To do: In the account of Dan's colonoscopy below, what did Dan eat a lot of while on the special preparation diet?

Start of Excerpt provided

Colonoscopy: Dan’s doctor takes some intimate happy snaps
- ‘My Experience’: Dan’s intimate colonoscopy experience
- More information on colonoscopy
- More information on bowel cancer (colorectal cancer)
Colonoscopy: Dan’s doctor takes some intimate ‘happy snaps’
Dan may have become the ‘butt’ of a few jokes for a short time before his colonoscopy, but screening for bowel cancer is no laughing matter. Though Dan was apprehensive at first, he says that now that he has done it, he knows this procedure is absolutely nothing to fear. In fact, it actually turned out to be one of the best naps he’s taken in ages.
If you’ve left your screening ‘in arrears’ for too long, Dan says it’s time to face the music. It is recommended that people over 55 be screened every couple of years since your risk of bowel cancer increases the older you get.
“I was having my annual check up with the GP and he asked me if I’d had a colonoscopy because I’m over 50,” he says. “My uncle died of bowel cancer so I knew it was an important thing to do. He only had six weeks from when he was diagnosed until he passed.”
So if you’re over 50, and especially if you have a history of cancer in your family, it’s time to stop putting it off.
As Dan says, “Getting it done is no big deal … actually, I felt very refreshed afterwards.”
Dan says that you have step-by-step instructions the whole way through the process so there aren’t any crazy surprises.
“They send you an information sheet, telling you how to prepare for it,” Dan says. “You start with a special diet with foods that are easily digestible.
“It’s very important to follow because if your bowels aren’t perfectly clear, then you will have do re-do it anyway.
“The diet was boring but I rather like fis,h which was allowed, so I ate a lot of salmon with consommé.”
Thaaar she blows!
Two days before the procedure, Dan took a couple of tablets to ‘purge’ his body. This is the start of the cleaning out process and though it mightn’t be pretty, it is very necessary.
“Then, on the evening before the procedure, you go to the chemist and pick up a couple of sachets of a special drink,” Dan says. “Basically, it brings on diarrhoea and it tastes quite terrible. You have to drink lots of water and you have to start fasting too.”
Admittedly, this doesn’t sound like the best experience you’ll ever have, but if it catches the cancer in its early stages, then it’s the best time you’ll ever spend.
Is that steak I smell?
“You can’t eat anything solid after 10.30am the previous day, but you can have tea, coffee and fruit juices,” Dan says.
“My wife also got me some energy drinks to keep up my nutrients and water intake.
“Then you just have fluid running through your system.”
The morning of the procedure, at least three hours beforehand, you need to take another sachet to finish off the job and then you can’t have anything else at all.
“I was dying for a steak,” Dan says. “The worst feeling is when people start heating up their delicious lunch in front of you.
“Even when you go to the hospital the first thing you smell is the food cooking. But before long you are admitted and you get prepped for the procedure.”
After the medical staff reviews your history you get your ‘peek-a-boo’ gown and booties. Perhaps not the hottest fashion statement, but at least it gives your doctor easy access.

End of Excerpt provided
Start of Data

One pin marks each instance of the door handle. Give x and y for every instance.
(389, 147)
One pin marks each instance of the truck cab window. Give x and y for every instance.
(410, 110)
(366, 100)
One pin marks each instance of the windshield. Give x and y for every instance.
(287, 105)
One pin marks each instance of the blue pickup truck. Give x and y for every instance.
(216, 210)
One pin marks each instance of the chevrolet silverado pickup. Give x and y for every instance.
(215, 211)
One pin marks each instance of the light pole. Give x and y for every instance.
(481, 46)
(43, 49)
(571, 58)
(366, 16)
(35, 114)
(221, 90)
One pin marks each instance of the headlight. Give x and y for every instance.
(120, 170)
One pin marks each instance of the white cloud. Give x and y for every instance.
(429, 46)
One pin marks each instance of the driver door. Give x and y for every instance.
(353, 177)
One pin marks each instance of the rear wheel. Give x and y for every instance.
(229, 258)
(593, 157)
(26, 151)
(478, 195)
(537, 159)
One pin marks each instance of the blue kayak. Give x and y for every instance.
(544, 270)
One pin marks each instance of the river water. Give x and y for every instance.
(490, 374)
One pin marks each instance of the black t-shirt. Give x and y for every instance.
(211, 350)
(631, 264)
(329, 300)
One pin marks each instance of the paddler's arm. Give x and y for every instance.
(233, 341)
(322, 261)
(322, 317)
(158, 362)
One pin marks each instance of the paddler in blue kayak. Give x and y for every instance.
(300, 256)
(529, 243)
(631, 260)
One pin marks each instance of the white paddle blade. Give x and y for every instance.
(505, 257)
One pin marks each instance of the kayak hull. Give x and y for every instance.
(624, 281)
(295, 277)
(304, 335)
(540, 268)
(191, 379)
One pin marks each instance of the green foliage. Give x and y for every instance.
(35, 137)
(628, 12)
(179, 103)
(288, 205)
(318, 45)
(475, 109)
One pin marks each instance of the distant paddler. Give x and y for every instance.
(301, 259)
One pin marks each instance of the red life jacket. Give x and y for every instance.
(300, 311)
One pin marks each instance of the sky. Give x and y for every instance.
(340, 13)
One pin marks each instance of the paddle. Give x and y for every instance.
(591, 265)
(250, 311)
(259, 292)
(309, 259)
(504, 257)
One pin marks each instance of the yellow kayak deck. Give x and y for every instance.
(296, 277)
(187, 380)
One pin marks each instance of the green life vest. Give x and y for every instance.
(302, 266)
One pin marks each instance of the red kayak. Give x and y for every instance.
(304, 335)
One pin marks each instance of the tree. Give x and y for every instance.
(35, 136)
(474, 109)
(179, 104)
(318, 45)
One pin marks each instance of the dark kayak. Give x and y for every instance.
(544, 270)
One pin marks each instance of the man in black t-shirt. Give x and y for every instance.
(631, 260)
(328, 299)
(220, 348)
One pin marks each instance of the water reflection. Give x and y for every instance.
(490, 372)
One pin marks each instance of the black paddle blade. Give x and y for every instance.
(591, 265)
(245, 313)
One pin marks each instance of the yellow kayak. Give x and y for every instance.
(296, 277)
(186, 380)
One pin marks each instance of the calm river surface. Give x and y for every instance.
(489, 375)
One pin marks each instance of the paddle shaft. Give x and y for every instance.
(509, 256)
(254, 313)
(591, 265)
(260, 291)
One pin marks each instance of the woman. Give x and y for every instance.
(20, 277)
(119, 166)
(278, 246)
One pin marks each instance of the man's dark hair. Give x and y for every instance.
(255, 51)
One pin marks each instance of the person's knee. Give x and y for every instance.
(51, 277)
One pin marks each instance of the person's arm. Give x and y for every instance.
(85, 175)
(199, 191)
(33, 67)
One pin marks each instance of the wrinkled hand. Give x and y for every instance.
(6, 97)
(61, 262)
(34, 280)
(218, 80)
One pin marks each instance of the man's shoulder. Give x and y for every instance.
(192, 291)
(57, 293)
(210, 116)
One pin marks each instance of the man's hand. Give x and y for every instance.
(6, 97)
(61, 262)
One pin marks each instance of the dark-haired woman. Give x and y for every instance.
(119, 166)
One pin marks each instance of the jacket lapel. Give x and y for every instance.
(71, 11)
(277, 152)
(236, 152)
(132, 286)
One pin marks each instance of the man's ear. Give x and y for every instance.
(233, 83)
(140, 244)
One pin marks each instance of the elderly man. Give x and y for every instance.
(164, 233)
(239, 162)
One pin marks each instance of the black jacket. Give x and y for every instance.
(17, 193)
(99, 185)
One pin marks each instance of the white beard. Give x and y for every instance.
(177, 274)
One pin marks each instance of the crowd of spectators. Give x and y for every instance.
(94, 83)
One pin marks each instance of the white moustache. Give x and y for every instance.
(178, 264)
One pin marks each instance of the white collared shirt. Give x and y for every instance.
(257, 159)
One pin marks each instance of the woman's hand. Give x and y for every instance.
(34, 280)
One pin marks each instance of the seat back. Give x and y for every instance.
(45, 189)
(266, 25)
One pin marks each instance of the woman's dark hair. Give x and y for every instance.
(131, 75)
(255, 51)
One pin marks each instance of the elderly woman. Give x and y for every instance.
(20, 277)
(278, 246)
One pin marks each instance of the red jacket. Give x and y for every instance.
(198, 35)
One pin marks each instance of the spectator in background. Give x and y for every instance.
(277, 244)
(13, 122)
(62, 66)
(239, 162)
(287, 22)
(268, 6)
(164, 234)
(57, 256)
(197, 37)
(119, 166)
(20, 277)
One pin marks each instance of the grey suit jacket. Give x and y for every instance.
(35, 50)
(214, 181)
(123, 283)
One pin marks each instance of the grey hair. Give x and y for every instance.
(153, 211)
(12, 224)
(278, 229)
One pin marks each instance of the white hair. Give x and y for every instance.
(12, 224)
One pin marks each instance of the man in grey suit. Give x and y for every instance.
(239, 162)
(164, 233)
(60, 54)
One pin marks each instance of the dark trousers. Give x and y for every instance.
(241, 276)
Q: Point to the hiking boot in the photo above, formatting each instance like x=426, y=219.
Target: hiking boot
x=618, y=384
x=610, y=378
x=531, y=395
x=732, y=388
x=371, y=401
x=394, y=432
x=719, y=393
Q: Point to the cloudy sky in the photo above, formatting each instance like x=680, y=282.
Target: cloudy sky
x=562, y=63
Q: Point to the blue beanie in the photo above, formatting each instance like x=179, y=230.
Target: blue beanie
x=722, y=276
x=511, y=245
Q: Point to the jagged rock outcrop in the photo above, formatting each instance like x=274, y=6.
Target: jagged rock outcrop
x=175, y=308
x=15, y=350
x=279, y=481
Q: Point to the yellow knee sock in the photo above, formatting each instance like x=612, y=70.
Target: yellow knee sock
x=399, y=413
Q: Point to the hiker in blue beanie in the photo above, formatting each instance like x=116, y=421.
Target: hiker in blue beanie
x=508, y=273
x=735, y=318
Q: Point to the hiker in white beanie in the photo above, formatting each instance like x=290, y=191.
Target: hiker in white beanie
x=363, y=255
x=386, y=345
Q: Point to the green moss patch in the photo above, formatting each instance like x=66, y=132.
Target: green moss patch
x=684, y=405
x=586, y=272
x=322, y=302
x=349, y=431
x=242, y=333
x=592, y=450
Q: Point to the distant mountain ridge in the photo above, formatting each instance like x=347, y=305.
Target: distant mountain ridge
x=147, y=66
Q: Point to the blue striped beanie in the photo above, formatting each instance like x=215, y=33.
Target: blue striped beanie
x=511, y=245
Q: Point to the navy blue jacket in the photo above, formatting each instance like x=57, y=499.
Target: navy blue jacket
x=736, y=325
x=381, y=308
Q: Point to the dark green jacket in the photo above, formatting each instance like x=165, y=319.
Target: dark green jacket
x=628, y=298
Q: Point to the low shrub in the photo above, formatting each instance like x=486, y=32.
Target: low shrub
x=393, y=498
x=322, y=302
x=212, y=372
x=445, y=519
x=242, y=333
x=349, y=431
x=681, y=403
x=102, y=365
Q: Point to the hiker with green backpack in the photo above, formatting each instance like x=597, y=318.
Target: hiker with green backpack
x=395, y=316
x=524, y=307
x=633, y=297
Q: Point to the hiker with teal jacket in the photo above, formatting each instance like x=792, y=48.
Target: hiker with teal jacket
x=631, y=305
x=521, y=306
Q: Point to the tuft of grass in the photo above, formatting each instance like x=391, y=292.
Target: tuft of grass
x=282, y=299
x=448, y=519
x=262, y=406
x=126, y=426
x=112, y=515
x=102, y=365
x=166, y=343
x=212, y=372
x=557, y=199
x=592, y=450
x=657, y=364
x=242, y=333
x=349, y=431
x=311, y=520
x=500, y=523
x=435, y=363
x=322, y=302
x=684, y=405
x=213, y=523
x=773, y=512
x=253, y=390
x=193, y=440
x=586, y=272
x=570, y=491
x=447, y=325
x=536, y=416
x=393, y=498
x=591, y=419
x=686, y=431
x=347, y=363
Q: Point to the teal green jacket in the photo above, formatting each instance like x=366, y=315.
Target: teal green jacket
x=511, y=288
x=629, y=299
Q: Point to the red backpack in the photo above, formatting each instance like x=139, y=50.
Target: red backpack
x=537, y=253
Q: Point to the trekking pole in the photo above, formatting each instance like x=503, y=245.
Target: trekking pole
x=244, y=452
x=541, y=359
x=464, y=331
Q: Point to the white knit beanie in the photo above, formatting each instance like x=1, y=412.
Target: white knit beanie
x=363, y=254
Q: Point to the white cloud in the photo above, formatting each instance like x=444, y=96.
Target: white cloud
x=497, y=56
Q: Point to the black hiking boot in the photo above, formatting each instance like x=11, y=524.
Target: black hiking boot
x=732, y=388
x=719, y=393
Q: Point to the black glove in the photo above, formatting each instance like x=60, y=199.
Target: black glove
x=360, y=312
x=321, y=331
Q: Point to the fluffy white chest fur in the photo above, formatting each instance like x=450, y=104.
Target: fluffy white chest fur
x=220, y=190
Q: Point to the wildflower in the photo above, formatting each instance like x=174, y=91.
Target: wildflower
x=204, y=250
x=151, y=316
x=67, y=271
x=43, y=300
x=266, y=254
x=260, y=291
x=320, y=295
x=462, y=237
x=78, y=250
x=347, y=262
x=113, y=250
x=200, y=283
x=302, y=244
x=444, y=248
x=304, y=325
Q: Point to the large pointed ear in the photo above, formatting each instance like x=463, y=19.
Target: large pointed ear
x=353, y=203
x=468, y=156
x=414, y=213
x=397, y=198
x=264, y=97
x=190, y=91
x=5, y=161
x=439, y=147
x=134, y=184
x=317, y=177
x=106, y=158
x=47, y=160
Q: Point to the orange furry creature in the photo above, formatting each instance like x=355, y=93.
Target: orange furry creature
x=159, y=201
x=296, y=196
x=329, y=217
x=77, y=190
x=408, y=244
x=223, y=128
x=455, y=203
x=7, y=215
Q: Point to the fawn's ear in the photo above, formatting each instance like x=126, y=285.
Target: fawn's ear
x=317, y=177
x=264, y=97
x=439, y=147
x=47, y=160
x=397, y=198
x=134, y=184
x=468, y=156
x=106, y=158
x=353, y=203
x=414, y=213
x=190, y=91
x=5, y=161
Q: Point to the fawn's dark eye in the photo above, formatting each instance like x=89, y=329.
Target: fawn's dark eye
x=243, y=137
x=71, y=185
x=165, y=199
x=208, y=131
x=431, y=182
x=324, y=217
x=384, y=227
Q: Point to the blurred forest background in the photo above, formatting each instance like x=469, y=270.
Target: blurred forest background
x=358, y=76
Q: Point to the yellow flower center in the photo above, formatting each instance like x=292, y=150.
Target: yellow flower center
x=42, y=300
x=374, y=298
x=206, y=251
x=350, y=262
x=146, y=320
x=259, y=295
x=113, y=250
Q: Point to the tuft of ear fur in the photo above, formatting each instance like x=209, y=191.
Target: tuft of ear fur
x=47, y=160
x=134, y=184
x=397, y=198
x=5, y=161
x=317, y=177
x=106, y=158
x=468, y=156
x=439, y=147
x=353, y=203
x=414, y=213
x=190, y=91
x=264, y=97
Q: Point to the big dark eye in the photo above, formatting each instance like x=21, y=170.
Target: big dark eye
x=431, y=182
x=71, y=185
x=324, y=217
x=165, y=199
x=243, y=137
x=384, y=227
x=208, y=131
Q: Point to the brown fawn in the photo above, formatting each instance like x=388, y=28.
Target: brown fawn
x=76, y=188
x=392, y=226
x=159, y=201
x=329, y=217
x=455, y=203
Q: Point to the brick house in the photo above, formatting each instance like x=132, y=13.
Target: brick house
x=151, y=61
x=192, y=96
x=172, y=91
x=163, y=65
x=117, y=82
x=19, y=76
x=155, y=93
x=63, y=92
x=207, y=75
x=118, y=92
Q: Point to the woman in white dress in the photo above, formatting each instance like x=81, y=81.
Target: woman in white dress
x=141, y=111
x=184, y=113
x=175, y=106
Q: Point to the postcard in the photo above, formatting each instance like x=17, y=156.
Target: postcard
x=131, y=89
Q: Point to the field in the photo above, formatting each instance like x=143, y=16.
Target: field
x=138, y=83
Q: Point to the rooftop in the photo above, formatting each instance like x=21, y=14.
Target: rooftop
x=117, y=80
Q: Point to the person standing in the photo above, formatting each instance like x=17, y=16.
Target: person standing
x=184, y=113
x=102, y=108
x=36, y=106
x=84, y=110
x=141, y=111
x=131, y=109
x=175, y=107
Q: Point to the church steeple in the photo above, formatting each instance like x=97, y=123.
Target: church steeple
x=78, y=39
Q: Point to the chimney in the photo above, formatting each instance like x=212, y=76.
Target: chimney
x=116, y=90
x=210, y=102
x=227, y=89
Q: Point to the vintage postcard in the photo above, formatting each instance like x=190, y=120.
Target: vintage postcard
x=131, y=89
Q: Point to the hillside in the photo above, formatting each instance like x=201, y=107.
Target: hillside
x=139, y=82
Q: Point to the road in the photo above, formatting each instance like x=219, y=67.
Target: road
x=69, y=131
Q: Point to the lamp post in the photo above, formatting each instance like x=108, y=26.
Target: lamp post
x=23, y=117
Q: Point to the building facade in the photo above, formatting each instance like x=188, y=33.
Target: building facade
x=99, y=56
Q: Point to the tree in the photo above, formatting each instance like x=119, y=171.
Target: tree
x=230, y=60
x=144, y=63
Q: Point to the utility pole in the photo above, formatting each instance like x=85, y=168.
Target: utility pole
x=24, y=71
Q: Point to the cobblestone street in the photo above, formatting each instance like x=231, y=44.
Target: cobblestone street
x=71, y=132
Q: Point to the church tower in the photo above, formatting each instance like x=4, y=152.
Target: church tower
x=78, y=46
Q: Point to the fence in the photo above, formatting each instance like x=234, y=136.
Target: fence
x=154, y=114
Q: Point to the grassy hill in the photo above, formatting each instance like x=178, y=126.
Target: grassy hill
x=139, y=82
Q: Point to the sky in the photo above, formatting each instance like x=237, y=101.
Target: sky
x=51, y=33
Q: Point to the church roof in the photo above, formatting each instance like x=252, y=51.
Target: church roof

End of Data

Response to the task: Salmon with consommé.